◆ Data for the task ◆
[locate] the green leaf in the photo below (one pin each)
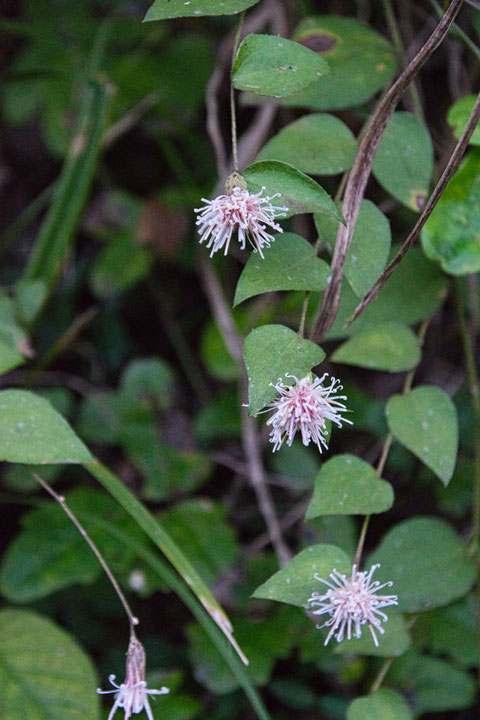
(361, 62)
(271, 351)
(120, 265)
(404, 160)
(295, 583)
(380, 705)
(298, 192)
(164, 542)
(400, 300)
(450, 235)
(434, 685)
(347, 485)
(394, 642)
(271, 65)
(264, 641)
(32, 568)
(388, 346)
(291, 265)
(425, 421)
(369, 248)
(167, 9)
(458, 115)
(427, 562)
(58, 229)
(32, 432)
(318, 144)
(200, 528)
(43, 672)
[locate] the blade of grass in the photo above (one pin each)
(175, 583)
(164, 542)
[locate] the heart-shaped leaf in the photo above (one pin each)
(427, 562)
(404, 160)
(291, 265)
(451, 233)
(271, 65)
(271, 351)
(43, 672)
(298, 192)
(319, 144)
(295, 583)
(380, 705)
(347, 485)
(425, 421)
(31, 431)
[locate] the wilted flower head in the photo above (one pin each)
(242, 211)
(352, 602)
(132, 695)
(305, 406)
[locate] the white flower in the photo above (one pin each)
(242, 211)
(352, 602)
(305, 406)
(132, 695)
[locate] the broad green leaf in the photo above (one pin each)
(433, 684)
(295, 583)
(361, 62)
(450, 235)
(427, 562)
(318, 144)
(400, 300)
(200, 528)
(394, 642)
(32, 568)
(347, 485)
(298, 192)
(425, 421)
(388, 346)
(32, 432)
(270, 352)
(43, 672)
(271, 65)
(381, 705)
(291, 265)
(369, 248)
(167, 9)
(458, 115)
(404, 160)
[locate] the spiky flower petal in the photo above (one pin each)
(240, 211)
(305, 407)
(132, 695)
(352, 602)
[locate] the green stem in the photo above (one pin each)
(233, 112)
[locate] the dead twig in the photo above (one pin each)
(360, 172)
(450, 169)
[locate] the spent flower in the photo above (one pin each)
(132, 695)
(352, 602)
(305, 407)
(238, 210)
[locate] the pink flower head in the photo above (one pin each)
(132, 695)
(352, 602)
(242, 211)
(305, 406)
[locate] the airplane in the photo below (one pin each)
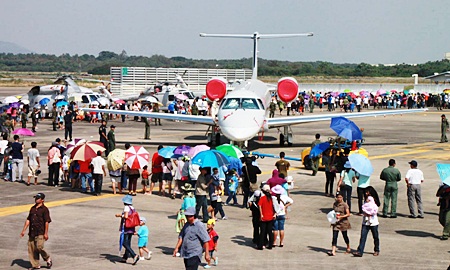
(243, 112)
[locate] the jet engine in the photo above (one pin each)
(287, 89)
(216, 88)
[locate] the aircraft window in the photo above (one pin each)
(84, 99)
(231, 103)
(250, 103)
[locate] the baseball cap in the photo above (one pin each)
(39, 196)
(413, 162)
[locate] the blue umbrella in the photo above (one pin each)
(318, 149)
(444, 172)
(210, 158)
(166, 152)
(62, 103)
(44, 101)
(361, 164)
(346, 128)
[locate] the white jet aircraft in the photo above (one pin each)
(243, 113)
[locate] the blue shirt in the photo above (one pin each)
(194, 236)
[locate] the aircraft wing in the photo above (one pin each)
(294, 120)
(206, 120)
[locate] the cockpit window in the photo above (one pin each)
(231, 103)
(250, 103)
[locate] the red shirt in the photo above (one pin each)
(267, 208)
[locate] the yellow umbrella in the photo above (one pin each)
(115, 159)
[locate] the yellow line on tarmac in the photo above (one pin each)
(7, 211)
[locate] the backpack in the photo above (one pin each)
(133, 219)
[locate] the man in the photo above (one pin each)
(112, 138)
(103, 136)
(38, 220)
(33, 163)
(98, 164)
(391, 175)
(282, 164)
(315, 160)
(201, 191)
(444, 128)
(413, 178)
(17, 158)
(68, 120)
(192, 240)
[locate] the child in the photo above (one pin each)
(214, 237)
(142, 233)
(145, 183)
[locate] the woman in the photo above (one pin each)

◆ Written exercise ◆
Repeat the material above in full and unchanged, minus its images.

◆ Result below ◆
[locate] the green leaf in the photo below (one pin each)
(361, 62)
(271, 351)
(120, 265)
(404, 160)
(295, 583)
(380, 705)
(298, 192)
(164, 542)
(400, 300)
(450, 235)
(434, 685)
(347, 485)
(394, 642)
(271, 65)
(264, 641)
(32, 568)
(388, 346)
(291, 265)
(425, 421)
(369, 248)
(167, 9)
(458, 115)
(427, 562)
(58, 229)
(32, 432)
(318, 144)
(200, 528)
(43, 672)
[locate] the blade of grass in the photo above (one pin each)
(175, 583)
(164, 542)
[locate] the heart-shaped leaf in the photo above (one pin each)
(427, 562)
(404, 160)
(291, 265)
(451, 233)
(271, 65)
(271, 351)
(43, 672)
(298, 192)
(319, 144)
(295, 583)
(380, 705)
(347, 485)
(425, 421)
(31, 431)
[locate] the wilted flower head in the photo above (one pin each)
(242, 211)
(352, 602)
(132, 695)
(305, 406)
[locate] the white flower in the photo above (one pin each)
(242, 211)
(352, 602)
(305, 406)
(132, 695)
[locate] the broad green leaf in the photo above (one pin each)
(433, 684)
(295, 583)
(361, 62)
(450, 235)
(427, 562)
(318, 144)
(400, 300)
(200, 528)
(394, 642)
(32, 568)
(347, 485)
(298, 192)
(425, 421)
(388, 346)
(32, 432)
(270, 352)
(43, 672)
(271, 65)
(381, 705)
(291, 265)
(369, 248)
(167, 9)
(458, 115)
(404, 160)
[locate] the spiky flower petal in the photo above (one pin each)
(240, 211)
(305, 407)
(132, 695)
(352, 602)
[locate] the green stem in the photo above (one pin each)
(233, 112)
[locate] the dead twig in the photo above (one pin each)
(360, 172)
(450, 169)
[locate] the spent flower in the photo above (one pin each)
(132, 695)
(352, 602)
(305, 407)
(238, 210)
[locate] the pink flower head in the photo above (one pin each)
(132, 695)
(352, 602)
(242, 211)
(305, 406)
[locate] the airplane in the photo below (one pin each)
(243, 112)
[locate] the jet engine in the photo above (one pin each)
(287, 89)
(216, 88)
[locate] the aircraft window in the photo above (one pin each)
(84, 99)
(231, 103)
(250, 103)
[locate] the baseball cap in the photo above (one pin each)
(39, 196)
(413, 162)
[locate] the blue umbrella in the photo above (one pin each)
(318, 149)
(444, 172)
(210, 158)
(166, 152)
(62, 103)
(44, 101)
(361, 164)
(346, 128)
[locate] the white jet aircraft in the photo above (one pin each)
(243, 113)
[locate] the blue shirt in the photo above (one pin each)
(194, 236)
[locate] the aircraft wing in the photo above (one pin each)
(294, 120)
(206, 120)
[locate] the cockpit window in the photo above (one pin each)
(231, 103)
(250, 103)
[locate] the red shirt in the photo above (one pin each)
(267, 208)
[locate] the yellow umbrella in the photo above (one pin each)
(115, 159)
[locate] the yellow line on tarmac in the photo above (one pin each)
(7, 211)
[locate] the backpack in the photo above (one pin each)
(133, 219)
[locate] the man in the photo above (one pin each)
(112, 138)
(103, 136)
(38, 220)
(33, 163)
(98, 164)
(391, 175)
(282, 164)
(315, 160)
(201, 191)
(444, 128)
(413, 178)
(17, 158)
(68, 120)
(192, 240)
[locate] the child in the photo above (one pin each)
(214, 237)
(142, 233)
(145, 183)
[locate] the woman in the photo above (one pin each)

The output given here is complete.